任务目标 → 请改写从含有“Segment every instance of the sky”的一行到含有“99 37 L 119”的一行（首尾两行均包括在内）之间的内容：将其中的“sky”替换为“clear sky”，其余部分一律保持原样。
────────────────────
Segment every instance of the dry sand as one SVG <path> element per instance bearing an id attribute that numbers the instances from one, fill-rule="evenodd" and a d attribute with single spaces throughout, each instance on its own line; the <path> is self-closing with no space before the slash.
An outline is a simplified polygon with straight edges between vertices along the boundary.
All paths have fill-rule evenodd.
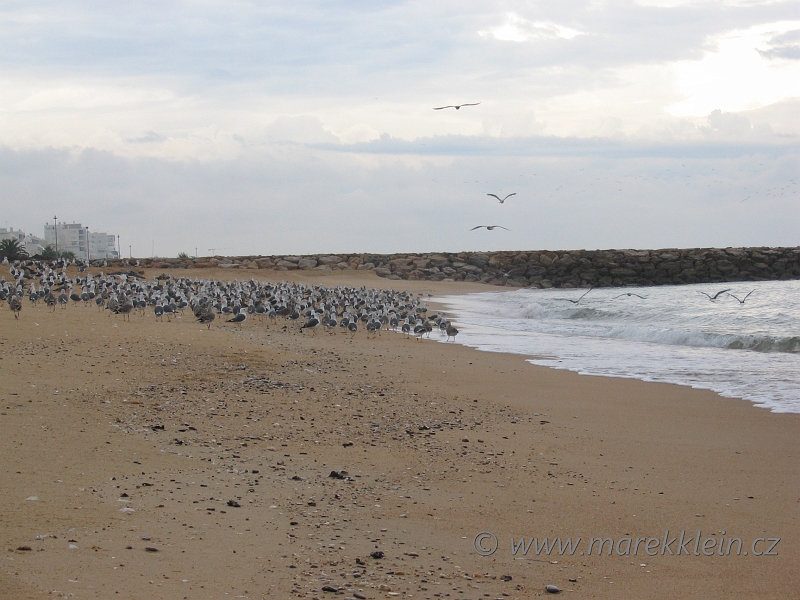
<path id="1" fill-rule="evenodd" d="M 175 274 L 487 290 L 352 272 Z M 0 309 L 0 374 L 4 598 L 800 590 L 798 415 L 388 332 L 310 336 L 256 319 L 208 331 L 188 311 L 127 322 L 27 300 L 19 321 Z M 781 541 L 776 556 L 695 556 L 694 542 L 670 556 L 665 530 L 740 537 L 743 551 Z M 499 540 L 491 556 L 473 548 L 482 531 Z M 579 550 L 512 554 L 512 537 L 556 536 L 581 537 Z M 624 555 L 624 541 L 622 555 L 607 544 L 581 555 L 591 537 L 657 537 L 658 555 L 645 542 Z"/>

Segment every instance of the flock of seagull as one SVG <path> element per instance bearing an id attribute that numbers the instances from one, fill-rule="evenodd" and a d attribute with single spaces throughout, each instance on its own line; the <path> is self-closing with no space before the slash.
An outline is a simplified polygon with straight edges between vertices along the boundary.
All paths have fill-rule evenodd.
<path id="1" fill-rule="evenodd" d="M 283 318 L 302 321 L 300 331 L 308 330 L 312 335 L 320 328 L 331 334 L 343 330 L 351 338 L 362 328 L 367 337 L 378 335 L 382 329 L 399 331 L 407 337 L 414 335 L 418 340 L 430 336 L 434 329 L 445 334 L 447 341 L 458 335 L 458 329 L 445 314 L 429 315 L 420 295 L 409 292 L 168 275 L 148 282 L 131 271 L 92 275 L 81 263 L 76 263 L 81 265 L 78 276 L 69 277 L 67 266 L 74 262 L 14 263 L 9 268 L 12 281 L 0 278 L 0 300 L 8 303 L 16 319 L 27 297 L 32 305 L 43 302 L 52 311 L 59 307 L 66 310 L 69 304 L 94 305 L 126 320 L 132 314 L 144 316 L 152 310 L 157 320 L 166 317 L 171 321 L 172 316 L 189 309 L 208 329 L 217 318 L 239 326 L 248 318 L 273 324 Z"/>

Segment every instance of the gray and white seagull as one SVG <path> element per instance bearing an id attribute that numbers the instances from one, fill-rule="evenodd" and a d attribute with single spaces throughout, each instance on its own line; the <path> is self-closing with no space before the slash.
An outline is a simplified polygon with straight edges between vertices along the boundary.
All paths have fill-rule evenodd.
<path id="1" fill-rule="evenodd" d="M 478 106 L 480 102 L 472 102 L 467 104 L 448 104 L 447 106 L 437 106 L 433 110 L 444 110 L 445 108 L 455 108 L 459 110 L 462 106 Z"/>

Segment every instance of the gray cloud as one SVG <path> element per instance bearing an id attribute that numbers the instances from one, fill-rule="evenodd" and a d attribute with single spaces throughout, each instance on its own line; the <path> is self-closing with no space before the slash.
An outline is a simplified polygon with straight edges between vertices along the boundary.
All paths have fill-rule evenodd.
────────────────────
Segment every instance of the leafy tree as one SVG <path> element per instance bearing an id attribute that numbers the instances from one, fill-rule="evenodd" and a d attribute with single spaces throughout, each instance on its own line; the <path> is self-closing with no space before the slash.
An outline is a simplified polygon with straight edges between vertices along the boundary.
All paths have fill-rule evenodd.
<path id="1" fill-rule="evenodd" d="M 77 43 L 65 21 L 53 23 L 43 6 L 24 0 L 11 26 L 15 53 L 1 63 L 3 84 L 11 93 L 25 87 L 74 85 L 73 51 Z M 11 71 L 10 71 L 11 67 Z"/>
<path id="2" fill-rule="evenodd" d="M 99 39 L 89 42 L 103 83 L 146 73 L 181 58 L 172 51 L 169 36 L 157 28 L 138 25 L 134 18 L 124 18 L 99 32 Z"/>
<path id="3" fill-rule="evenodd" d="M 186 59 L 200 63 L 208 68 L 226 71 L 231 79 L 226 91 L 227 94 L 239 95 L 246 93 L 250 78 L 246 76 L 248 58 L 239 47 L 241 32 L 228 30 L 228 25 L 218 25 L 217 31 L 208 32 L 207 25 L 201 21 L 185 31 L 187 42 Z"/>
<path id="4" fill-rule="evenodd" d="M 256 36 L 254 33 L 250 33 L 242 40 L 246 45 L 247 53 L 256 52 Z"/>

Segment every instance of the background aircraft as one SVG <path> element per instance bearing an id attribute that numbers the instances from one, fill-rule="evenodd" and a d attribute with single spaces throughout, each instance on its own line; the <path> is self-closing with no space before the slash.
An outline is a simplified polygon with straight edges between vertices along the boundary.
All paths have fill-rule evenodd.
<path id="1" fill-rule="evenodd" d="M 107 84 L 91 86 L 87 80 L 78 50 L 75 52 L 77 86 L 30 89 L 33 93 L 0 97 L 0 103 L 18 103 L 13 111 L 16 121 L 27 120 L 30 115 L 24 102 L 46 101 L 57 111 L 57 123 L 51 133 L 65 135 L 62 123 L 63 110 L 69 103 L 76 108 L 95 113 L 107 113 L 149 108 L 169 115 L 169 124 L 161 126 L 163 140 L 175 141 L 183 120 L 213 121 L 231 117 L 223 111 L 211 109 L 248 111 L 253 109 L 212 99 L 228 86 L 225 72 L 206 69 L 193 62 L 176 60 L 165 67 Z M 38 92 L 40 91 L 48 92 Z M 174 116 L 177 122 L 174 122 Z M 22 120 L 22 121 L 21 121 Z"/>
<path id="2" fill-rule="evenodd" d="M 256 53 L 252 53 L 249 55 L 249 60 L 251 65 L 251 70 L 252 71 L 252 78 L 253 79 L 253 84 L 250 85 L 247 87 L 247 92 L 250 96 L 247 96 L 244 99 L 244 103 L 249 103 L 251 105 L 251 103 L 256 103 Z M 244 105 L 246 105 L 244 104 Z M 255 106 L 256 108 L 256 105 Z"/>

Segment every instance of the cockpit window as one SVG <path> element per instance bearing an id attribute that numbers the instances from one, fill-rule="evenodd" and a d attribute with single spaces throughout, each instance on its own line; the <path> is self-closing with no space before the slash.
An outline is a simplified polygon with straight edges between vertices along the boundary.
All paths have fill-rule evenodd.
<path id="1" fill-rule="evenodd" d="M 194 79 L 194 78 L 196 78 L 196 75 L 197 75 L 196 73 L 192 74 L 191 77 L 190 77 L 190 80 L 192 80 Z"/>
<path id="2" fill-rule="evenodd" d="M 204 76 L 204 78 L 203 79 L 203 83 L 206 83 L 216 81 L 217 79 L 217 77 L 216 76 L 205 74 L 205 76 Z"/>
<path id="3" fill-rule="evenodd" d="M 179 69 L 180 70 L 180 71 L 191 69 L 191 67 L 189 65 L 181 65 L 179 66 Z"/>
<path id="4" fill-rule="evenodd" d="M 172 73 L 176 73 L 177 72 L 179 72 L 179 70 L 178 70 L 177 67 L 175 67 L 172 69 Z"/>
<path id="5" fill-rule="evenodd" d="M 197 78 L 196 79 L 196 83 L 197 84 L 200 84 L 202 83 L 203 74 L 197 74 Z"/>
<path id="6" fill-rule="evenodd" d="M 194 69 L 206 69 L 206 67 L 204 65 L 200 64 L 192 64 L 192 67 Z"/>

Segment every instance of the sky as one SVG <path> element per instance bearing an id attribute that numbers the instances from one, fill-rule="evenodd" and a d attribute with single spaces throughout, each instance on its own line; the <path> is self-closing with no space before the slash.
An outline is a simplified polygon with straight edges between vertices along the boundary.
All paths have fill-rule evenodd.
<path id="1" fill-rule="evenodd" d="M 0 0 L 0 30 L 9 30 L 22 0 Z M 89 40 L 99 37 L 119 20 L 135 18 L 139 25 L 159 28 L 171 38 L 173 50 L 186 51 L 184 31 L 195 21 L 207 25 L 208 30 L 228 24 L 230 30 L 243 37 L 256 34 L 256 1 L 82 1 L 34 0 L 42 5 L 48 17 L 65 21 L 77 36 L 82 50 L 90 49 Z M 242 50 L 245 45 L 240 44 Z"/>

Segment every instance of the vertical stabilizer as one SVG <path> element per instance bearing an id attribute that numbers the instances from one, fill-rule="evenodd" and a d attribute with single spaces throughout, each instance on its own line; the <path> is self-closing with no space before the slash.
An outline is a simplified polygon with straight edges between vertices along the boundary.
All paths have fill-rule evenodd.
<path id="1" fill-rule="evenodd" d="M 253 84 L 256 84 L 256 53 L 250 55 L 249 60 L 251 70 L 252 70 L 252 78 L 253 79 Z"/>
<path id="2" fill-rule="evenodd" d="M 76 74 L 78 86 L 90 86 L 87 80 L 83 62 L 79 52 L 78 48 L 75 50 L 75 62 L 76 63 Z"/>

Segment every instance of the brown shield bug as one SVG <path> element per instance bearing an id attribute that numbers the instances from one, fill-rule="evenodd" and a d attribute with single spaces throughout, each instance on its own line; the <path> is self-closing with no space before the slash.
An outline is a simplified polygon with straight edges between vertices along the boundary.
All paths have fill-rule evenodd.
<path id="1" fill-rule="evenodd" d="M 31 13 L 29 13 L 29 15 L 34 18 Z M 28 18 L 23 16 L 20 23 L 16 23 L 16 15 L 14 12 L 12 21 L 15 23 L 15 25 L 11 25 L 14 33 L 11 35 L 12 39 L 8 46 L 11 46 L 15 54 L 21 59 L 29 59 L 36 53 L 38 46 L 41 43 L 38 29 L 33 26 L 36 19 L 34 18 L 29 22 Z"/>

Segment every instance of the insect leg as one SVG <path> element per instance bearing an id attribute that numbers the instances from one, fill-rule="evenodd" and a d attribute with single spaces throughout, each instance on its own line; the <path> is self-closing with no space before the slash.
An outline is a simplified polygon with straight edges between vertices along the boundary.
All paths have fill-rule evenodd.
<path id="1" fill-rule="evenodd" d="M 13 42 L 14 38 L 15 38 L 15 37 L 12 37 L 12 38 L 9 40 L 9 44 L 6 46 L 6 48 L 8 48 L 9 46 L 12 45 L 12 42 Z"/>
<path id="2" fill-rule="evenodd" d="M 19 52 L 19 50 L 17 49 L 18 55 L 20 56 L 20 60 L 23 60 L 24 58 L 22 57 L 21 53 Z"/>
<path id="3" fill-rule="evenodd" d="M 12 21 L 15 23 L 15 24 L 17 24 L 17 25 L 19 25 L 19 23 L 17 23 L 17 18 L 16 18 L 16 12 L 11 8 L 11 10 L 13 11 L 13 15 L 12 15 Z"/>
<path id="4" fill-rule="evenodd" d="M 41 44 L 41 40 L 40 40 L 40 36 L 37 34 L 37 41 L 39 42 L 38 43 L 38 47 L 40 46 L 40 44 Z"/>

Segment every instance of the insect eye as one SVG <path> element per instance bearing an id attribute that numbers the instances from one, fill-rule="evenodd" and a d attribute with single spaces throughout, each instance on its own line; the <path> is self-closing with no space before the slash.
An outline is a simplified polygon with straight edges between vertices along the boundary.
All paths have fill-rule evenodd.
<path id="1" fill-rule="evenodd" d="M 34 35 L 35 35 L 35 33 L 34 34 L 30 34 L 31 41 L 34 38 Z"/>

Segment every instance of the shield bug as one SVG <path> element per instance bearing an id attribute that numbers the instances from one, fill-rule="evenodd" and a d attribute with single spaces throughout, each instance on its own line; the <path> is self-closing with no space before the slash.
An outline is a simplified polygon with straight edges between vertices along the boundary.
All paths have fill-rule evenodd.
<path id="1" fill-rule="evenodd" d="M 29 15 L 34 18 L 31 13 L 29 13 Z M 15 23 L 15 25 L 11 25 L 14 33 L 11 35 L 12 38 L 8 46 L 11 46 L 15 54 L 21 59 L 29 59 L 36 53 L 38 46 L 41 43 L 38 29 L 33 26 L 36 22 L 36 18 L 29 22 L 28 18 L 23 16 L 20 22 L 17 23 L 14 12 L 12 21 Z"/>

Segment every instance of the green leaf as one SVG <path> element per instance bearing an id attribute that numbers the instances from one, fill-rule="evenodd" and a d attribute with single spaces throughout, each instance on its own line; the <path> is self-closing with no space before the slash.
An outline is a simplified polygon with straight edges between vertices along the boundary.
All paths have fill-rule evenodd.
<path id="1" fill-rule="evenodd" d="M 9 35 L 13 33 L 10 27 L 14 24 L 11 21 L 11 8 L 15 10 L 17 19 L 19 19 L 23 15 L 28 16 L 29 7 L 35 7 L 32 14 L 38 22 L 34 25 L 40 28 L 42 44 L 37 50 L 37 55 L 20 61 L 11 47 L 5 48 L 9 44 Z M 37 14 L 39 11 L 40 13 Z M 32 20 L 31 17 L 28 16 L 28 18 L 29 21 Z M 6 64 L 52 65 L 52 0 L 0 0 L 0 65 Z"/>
────────────────────
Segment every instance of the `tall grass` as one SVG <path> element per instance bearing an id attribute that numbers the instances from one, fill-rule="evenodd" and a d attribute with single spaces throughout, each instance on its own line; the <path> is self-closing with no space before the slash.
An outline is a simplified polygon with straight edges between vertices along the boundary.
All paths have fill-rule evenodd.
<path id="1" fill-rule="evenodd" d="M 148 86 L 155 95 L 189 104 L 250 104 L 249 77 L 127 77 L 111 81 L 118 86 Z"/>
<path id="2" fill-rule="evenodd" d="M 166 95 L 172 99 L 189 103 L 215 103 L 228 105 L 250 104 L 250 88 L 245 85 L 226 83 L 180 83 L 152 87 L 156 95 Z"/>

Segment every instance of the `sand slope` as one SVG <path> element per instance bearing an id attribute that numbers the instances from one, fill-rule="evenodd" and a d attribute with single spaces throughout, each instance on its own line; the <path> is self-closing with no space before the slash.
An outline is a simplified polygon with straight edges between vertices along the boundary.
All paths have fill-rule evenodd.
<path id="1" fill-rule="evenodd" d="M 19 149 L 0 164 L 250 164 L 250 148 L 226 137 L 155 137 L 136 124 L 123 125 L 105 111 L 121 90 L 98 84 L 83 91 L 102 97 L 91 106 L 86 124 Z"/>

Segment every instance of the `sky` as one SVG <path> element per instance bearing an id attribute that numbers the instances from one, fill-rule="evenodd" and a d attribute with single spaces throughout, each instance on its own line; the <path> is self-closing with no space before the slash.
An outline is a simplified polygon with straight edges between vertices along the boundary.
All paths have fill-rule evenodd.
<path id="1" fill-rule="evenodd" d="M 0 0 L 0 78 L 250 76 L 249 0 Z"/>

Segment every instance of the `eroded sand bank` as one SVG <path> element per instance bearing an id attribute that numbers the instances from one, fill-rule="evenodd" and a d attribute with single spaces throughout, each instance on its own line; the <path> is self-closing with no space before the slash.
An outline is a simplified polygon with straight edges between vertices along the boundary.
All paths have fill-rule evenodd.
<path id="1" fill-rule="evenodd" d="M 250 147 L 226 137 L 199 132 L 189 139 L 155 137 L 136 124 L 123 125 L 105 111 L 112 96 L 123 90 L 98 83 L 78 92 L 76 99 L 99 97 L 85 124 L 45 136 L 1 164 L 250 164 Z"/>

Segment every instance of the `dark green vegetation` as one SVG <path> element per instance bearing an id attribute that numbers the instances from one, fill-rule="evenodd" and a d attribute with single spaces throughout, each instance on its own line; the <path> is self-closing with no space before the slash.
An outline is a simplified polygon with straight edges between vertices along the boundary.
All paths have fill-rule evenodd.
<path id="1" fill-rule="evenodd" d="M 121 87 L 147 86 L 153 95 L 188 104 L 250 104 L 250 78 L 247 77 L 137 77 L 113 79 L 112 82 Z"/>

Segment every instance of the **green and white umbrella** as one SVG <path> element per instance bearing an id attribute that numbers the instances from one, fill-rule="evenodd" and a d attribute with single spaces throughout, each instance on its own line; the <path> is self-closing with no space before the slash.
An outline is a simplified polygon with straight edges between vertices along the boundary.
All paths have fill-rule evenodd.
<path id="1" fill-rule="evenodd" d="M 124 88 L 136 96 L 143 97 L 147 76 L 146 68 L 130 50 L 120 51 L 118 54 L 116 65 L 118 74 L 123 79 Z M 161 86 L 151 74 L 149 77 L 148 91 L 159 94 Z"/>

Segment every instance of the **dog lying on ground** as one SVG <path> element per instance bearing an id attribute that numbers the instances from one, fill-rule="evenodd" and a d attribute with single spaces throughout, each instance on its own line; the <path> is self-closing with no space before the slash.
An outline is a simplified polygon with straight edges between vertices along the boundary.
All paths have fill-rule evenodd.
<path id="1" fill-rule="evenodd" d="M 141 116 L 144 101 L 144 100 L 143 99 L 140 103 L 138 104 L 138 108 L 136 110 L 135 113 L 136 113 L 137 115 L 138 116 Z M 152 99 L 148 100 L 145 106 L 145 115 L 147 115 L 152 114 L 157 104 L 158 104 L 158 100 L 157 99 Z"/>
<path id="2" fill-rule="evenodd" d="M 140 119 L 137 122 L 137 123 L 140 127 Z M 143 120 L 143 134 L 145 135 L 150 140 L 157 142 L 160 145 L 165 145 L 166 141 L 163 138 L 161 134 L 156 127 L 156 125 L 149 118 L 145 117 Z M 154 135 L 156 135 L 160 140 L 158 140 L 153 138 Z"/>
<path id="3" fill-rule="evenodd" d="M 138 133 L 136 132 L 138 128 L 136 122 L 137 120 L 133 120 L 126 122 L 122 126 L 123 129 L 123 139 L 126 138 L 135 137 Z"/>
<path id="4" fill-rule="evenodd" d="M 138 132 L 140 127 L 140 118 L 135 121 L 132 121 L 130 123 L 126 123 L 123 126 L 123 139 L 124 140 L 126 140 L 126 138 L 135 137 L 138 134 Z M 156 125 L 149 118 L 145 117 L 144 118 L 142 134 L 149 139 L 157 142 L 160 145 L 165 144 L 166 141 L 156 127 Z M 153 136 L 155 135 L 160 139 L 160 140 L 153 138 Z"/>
────────────────────
完整解答 →
Segment every instance of the clear sky as one SVG <path> element per instance bearing an id attribute that numbers the instances from one, fill-rule="evenodd" and a d attribute with single spaces throughout, each instance on its own line; the <path> is self-closing with no space before the slash.
An outline is a simplified polygon with straight edges between vertices along the boundary.
All paths have fill-rule evenodd.
<path id="1" fill-rule="evenodd" d="M 0 0 L 0 30 L 9 30 L 22 0 Z M 89 40 L 99 37 L 119 20 L 135 18 L 139 25 L 159 28 L 171 38 L 173 50 L 186 51 L 184 31 L 195 21 L 207 25 L 208 30 L 228 24 L 230 30 L 243 37 L 256 34 L 256 1 L 82 1 L 34 0 L 42 5 L 48 17 L 65 21 L 77 36 L 82 50 L 90 49 Z M 242 50 L 245 45 L 240 44 Z"/>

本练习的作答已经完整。